[Dataset excerpt]
[Start]

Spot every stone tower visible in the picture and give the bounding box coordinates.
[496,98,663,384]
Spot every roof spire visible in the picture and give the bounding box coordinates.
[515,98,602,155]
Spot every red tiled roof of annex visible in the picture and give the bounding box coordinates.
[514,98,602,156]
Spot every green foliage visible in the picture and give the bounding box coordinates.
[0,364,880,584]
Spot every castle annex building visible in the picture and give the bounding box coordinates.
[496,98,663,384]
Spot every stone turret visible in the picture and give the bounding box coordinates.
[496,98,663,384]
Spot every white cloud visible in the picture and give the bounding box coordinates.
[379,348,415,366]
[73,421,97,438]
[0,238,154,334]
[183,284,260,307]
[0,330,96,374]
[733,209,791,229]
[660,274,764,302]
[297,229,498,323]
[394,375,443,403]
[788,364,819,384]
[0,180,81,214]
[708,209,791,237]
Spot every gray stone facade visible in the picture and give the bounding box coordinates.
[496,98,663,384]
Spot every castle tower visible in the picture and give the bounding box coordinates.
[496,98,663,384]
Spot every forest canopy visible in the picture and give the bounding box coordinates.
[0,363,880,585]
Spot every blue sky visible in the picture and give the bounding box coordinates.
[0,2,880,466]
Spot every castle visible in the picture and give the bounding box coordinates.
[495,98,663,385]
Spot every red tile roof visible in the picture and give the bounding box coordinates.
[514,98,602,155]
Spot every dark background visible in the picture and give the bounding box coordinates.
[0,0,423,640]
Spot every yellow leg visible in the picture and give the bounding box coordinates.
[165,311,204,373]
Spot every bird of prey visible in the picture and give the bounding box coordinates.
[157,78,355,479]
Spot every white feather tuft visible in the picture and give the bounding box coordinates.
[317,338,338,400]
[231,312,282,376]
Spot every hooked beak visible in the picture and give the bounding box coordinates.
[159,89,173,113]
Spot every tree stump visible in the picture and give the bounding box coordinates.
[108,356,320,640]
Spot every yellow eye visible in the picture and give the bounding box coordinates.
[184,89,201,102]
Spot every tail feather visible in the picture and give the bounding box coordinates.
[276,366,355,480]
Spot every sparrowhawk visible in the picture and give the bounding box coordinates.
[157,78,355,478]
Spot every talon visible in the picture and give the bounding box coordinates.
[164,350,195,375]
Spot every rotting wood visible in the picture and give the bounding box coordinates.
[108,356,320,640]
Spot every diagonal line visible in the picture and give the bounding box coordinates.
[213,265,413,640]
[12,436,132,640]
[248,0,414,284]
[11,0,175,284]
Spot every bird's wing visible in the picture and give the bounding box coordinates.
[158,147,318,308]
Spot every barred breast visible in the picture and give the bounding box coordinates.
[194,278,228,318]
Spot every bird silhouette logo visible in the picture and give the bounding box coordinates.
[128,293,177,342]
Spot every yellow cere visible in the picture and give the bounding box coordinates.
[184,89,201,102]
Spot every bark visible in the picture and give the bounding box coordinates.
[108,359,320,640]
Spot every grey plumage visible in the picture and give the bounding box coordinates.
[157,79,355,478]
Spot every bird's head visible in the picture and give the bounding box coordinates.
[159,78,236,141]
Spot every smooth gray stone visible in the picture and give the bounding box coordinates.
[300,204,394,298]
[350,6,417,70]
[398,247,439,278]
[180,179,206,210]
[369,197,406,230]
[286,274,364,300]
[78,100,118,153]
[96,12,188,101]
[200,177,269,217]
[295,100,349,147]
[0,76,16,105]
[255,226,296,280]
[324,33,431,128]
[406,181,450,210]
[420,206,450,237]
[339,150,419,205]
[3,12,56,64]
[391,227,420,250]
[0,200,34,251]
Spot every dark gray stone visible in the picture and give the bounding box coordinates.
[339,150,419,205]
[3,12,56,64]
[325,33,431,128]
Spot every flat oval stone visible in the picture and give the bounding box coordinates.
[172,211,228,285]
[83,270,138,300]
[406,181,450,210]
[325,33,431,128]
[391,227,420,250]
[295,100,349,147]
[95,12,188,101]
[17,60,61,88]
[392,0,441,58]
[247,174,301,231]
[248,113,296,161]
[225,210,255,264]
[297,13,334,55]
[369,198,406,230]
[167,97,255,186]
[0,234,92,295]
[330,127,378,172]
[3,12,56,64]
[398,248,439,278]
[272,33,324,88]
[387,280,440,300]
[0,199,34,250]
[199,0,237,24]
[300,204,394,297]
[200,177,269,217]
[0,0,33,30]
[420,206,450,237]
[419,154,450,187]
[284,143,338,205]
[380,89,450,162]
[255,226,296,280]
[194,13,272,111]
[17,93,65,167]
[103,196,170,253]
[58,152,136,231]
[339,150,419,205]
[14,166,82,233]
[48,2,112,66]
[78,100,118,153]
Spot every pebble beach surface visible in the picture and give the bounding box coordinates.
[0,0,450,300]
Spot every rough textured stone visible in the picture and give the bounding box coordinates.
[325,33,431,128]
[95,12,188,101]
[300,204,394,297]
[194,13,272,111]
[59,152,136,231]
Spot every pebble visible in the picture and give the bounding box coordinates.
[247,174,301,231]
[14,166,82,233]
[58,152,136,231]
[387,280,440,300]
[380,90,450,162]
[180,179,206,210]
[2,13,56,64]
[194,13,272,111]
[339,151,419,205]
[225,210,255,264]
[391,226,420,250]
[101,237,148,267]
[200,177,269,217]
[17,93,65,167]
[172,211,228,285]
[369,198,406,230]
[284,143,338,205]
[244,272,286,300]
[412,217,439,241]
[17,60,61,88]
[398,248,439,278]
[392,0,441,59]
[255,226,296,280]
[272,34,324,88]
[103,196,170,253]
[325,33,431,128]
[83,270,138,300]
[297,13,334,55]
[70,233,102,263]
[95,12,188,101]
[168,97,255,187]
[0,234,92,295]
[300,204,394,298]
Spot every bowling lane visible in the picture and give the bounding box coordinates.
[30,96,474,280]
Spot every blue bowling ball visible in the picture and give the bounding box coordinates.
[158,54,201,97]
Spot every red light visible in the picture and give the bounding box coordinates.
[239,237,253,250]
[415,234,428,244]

[End]

Exercise directions: Rewrite the records from their first line through the line containing "[157,78,355,479]", with every bounding box coordinate in the answers offset by 136 and each request kept in place. Leave out everything after that line.

Solution below:
Spot every stone tower visible in the picture and give the bounding box coordinates.
[632,234,799,520]
Spot every roof spire visible in the picture and give the bounding box coordinates.
[651,234,738,291]
Spot every red tiled roof of annex visible in the picture and give the bounding box coordinates.
[650,234,738,292]
Spot every green foliage visible in the picture and give the bounding box coordinates.
[136,500,1016,720]
Spot every castle annex building visible in the picture and give the bounding box coordinates.
[632,234,799,520]
Spot every stone turret visible in the picture and give the bounding box coordinates.
[632,234,799,520]
Spot every white cloud visible in the picture and give the bounding box coordinates.
[515,484,551,502]
[209,557,233,574]
[136,374,290,470]
[319,420,396,443]
[136,466,232,510]
[869,345,927,365]
[796,410,900,438]
[433,365,634,459]
[530,511,579,539]
[924,500,955,520]
[136,316,217,350]
[844,345,927,373]
Spot every gray stone facade visible in the picture and give the bounding box coordinates.
[632,234,799,520]
Spot every castle tower visible in the picture and give the bounding box coordinates.
[632,234,799,520]
Spot every forest canopy visible in the picture and give the bounding box coordinates.
[136,499,1016,721]
Spot every blue sky visible in the picture and give the bounding box coordinates.
[136,138,1016,602]
Spot every castle visible in the picture and give the bounding box coordinates.
[631,234,799,521]
Spot every red tile roof visible in the picture and give the bounding box coordinates.
[650,234,738,291]
Spot every dark background visible in the picture and give the bounding box coordinates.
[136,136,559,776]
Spot every yellow leg visible in the picture and give the bounding box coordinates.
[301,447,340,509]
Spot every bird of prey visible in the picture and give the bounding box coordinates.
[293,214,491,615]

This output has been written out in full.